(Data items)
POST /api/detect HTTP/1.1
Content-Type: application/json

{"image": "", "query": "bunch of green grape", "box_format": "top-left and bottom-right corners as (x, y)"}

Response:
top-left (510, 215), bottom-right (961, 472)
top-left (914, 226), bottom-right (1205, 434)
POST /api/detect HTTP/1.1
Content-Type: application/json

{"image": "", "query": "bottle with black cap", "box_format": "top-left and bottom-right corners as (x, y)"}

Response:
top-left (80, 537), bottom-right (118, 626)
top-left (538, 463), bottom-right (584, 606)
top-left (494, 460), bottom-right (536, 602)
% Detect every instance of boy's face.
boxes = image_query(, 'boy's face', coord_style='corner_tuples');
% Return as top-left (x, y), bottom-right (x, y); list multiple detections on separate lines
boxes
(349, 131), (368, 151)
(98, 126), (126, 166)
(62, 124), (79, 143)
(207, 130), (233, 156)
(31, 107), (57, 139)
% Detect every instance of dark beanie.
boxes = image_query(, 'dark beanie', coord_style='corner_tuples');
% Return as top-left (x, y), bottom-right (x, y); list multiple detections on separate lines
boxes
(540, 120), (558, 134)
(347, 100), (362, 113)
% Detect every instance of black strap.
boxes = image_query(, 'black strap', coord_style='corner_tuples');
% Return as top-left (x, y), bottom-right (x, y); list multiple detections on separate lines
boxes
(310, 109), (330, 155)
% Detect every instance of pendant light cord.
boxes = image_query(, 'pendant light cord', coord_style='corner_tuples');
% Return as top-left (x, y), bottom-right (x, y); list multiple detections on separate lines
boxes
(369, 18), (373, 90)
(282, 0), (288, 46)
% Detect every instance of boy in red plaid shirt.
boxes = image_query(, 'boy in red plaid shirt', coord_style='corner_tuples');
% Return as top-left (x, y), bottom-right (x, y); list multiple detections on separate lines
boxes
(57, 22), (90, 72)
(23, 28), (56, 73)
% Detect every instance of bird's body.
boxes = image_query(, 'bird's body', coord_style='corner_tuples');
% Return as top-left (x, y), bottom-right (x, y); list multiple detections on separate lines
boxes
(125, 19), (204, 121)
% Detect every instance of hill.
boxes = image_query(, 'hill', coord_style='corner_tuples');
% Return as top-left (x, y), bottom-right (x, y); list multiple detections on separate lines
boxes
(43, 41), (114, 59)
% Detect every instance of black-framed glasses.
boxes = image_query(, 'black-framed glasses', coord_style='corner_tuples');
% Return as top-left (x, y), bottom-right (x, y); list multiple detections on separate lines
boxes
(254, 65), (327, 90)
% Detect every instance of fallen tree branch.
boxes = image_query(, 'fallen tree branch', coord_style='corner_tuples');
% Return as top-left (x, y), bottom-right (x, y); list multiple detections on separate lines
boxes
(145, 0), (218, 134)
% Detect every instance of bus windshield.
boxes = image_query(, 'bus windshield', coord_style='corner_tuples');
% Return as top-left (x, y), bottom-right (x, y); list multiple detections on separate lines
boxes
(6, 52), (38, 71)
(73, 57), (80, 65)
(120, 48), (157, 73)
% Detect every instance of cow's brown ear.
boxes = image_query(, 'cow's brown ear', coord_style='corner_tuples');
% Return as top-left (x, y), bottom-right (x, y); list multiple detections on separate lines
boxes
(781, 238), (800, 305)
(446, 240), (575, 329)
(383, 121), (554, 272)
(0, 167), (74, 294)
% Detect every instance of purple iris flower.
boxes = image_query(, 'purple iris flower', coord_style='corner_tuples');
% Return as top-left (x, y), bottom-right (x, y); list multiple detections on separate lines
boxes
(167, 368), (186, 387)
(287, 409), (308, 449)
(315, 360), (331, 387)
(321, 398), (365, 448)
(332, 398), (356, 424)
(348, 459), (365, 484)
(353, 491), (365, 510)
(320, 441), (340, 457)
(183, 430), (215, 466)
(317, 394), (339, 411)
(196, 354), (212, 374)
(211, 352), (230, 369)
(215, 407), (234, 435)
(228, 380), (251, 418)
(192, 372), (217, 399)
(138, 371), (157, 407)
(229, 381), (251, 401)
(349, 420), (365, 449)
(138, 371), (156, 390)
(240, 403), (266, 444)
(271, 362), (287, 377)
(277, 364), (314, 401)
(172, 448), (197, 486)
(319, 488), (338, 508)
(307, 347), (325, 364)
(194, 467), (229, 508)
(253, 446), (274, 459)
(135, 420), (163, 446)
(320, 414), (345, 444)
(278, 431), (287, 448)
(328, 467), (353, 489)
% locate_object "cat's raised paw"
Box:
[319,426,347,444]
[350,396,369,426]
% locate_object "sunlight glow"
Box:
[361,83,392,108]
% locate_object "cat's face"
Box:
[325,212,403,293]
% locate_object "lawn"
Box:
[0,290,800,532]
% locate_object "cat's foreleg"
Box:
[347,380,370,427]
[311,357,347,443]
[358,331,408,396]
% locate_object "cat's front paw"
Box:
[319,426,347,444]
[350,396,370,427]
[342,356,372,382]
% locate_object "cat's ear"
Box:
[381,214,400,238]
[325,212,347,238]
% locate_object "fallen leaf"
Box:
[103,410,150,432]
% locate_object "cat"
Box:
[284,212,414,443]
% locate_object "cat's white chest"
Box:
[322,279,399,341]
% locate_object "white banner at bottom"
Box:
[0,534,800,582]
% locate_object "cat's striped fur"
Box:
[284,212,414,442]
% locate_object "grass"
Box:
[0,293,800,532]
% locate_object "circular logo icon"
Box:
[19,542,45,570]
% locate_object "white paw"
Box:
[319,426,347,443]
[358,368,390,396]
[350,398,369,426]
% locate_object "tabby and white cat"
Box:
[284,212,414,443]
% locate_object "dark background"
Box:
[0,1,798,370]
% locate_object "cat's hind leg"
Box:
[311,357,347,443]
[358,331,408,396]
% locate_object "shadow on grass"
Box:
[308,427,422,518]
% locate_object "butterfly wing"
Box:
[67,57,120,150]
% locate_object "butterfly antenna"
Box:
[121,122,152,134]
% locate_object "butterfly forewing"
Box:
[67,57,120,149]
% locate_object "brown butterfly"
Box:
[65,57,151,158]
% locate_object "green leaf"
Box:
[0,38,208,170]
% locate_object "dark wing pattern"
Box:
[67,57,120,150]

_WRITTEN TASK_. Return all of the records above unchanged, reproducing each line precisely.

_EXERCISE ANSWER_.
POST /api/detect HTTP/1.1
Content-Type: application/json

{"image": "", "query": "bunch of green grape", "box_format": "top-left and bottom-right corners as (x, y)"}

Response:
top-left (510, 215), bottom-right (961, 472)
top-left (914, 226), bottom-right (1205, 434)
POST /api/detect HTTP/1.1
Content-Type: application/json

{"image": "", "query": "bottle with black cap", "box_format": "top-left and bottom-right corners as (x, y)"}

Response:
top-left (80, 537), bottom-right (118, 626)
top-left (538, 463), bottom-right (584, 606)
top-left (494, 460), bottom-right (536, 602)
% Detect every instance of boy's face.
boxes = image_query(, 'boy's face', coord_style='corner_tuples');
% Return as top-left (x, y), bottom-right (x, y); list multiple detections on separate lines
boxes
(349, 131), (368, 151)
(98, 126), (126, 166)
(62, 124), (79, 143)
(207, 130), (233, 156)
(31, 107), (57, 139)
% Detect every instance of dark beanie.
boxes = image_query(, 'dark beanie', coord_style='corner_tuples');
% Return as top-left (x, y), bottom-right (x, y); list multiple detections on separate lines
boxes
(540, 120), (558, 134)
(347, 100), (362, 113)
% Detect every instance of black strap.
boxes = image_query(, 'black strap', coord_style='corner_tuples');
% Return as top-left (x, y), bottom-right (x, y); list multiple detections on separate lines
boxes
(310, 109), (330, 155)
% Detect every instance of pendant light cord.
boxes = image_query(, 'pendant light cord', coord_style='corner_tuples');
% Return as top-left (x, y), bottom-right (x, y); list multiple detections on separate lines
boxes
(369, 18), (373, 90)
(282, 0), (288, 46)
% Detect every instance of boy in red plaid shirt.
boxes = image_query(, 'boy in red plaid shirt', coord_style='corner_tuples');
% Return as top-left (x, y), bottom-right (x, y); list multiple detections on separate lines
boxes
(57, 22), (90, 72)
(23, 28), (56, 73)
% Detect every instance of bird's body.
boxes = image_query(, 'bird's body', coord_style='corner_tuples');
% Return as top-left (x, y), bottom-right (x, y); list multiple detections on separate lines
boxes
(125, 19), (204, 121)
% Detect every instance of hill.
boxes = image_query(, 'hill', coord_style='corner_tuples');
% Return as top-left (x, y), bottom-right (x, y); list multiple detections on separate lines
boxes
(43, 41), (114, 59)
% Detect every instance of black-framed glasses.
boxes = image_query(, 'black-framed glasses', coord_style='corner_tuples');
% Return as top-left (x, y), bottom-right (x, y); list multiple detections on separate lines
boxes
(254, 65), (327, 90)
% Detect every instance of fallen tree branch.
boxes = image_query(, 'fallen tree branch', coord_style='corner_tuples');
% Return as top-left (x, y), bottom-right (x, y); list multiple detections on separate lines
boxes
(145, 0), (218, 134)
% Detect every instance of bus windshield.
boxes = image_query(, 'bus windshield', coord_style='corner_tuples');
% Return as top-left (x, y), bottom-right (x, y); list multiple detections on separate lines
boxes
(6, 52), (38, 71)
(73, 57), (80, 65)
(120, 48), (157, 73)
% Detect every instance of cow's brown ear.
boxes = image_query(, 'cow's brown ear', coord_style='corner_tuples');
% Return as top-left (x, y), bottom-right (x, y); list multiple detections on separate lines
boxes
(781, 238), (800, 305)
(446, 240), (575, 329)
(383, 121), (554, 272)
(0, 167), (74, 294)
% Detect every instance of purple iris flower.
boxes = image_query(, 'purple iris flower', coord_style='corner_tuples');
% Return as top-left (x, y), bottom-right (x, y); list multiple detections on separate lines
boxes
(167, 368), (186, 387)
(287, 409), (308, 449)
(315, 360), (331, 387)
(321, 398), (365, 448)
(332, 398), (356, 424)
(348, 459), (365, 484)
(353, 491), (365, 510)
(320, 441), (340, 457)
(183, 430), (215, 466)
(317, 394), (339, 411)
(196, 354), (212, 374)
(211, 352), (230, 369)
(215, 407), (234, 435)
(228, 380), (251, 418)
(192, 372), (217, 399)
(138, 371), (157, 407)
(229, 381), (251, 401)
(349, 420), (365, 449)
(138, 371), (156, 390)
(240, 403), (266, 444)
(271, 362), (287, 377)
(277, 364), (314, 401)
(172, 448), (197, 486)
(319, 488), (338, 508)
(307, 347), (325, 364)
(194, 467), (229, 508)
(253, 446), (274, 459)
(135, 420), (163, 446)
(320, 414), (345, 444)
(278, 431), (287, 448)
(328, 467), (353, 489)
% locate_object "cat's raised paw"
Box:
[319,426,347,444]
[350,396,369,426]
% locate_object "sunlight glow"
Box:
[361,83,392,108]
% locate_object "cat's face"
Box:
[325,212,403,293]
% locate_object "lawn"
Box:
[0,290,800,532]
% locate_object "cat's foreleg"
Box:
[347,380,370,427]
[311,357,347,443]
[358,331,408,396]
% locate_object "cat's front paw"
Box:
[319,426,347,444]
[350,396,370,427]
[342,356,372,382]
% locate_object "cat's ear"
Box:
[381,214,400,238]
[325,212,347,238]
% locate_object "fallen leaf"
Box:
[103,410,150,432]
% locate_object "cat"
Box:
[284,212,414,443]
% locate_object "cat's white chest"
Box:
[322,279,399,341]
% locate_object "white banner at bottom"
Box:
[0,534,800,582]
% locate_object "cat's striped fur"
Box:
[284,212,414,442]
% locate_object "grass"
Box:
[0,293,800,532]
% locate_object "circular logo icon"
Box:
[19,542,45,570]
% locate_object "white paw"
Box:
[319,426,347,443]
[358,368,390,396]
[350,398,369,426]
% locate_object "tabby and white cat"
Box:
[284,212,414,443]
% locate_object "dark background"
Box:
[0,1,798,370]
% locate_object "cat's hind leg"
Box:
[311,357,347,443]
[358,331,408,396]
% locate_object "shadow on grass"
Box:
[308,427,422,518]
% locate_object "butterfly wing"
Box:
[67,57,120,150]
% locate_object "butterfly antenna"
Box:
[121,122,152,134]
% locate_object "butterfly forewing"
Box:
[67,57,120,149]
% locate_object "brown butterfly"
Box:
[65,57,151,158]
% locate_object "green leaf"
Box:
[0,38,208,170]
% locate_object "dark wing pattern"
Box:
[67,57,120,150]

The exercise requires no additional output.